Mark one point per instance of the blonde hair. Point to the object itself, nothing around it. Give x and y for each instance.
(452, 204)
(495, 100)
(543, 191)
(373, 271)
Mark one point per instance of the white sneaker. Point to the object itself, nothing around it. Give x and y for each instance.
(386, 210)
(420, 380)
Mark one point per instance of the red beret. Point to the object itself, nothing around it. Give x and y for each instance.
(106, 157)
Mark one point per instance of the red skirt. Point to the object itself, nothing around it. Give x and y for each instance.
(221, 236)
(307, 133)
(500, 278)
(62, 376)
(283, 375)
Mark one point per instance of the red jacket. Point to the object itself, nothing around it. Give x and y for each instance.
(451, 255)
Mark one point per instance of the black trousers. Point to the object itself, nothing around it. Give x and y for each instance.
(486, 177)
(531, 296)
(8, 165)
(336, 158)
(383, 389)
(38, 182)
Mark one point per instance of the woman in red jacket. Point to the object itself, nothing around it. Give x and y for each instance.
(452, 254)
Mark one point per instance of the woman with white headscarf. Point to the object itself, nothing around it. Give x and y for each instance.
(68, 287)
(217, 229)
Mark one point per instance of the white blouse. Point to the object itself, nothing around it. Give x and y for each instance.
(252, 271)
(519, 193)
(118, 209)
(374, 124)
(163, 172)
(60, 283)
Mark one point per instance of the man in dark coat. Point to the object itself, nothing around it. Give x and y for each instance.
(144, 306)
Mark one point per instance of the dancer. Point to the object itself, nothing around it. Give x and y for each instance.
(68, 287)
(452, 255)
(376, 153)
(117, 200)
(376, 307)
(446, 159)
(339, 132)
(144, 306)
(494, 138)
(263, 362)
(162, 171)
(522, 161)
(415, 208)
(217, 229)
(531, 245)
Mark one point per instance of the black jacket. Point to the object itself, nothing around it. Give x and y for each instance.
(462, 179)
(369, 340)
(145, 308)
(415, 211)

* * * * * * *

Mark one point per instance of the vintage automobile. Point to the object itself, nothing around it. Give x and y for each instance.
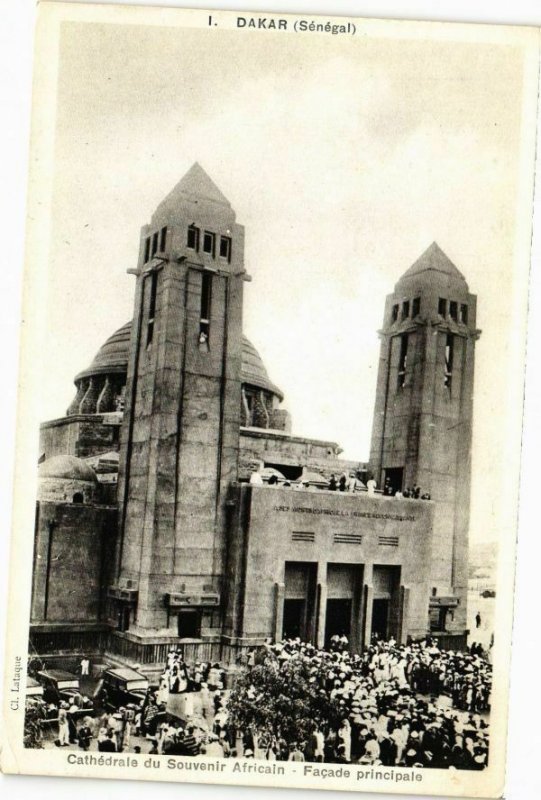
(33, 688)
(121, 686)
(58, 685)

* * * * * * *

> _PROBLEM STATEMENT_
Find each line in the items above that contains the word "woman", and copy all of those lines.

> _EXERCISE OUTPUT_
Mark one point per instance of the woman in red jacket. Point to the object itself, nothing around it. Give x and y for each instance.
Mark one point per instance of the woman with white headscarf. Point to the object itself, nothing around it. Give x and y for each instance.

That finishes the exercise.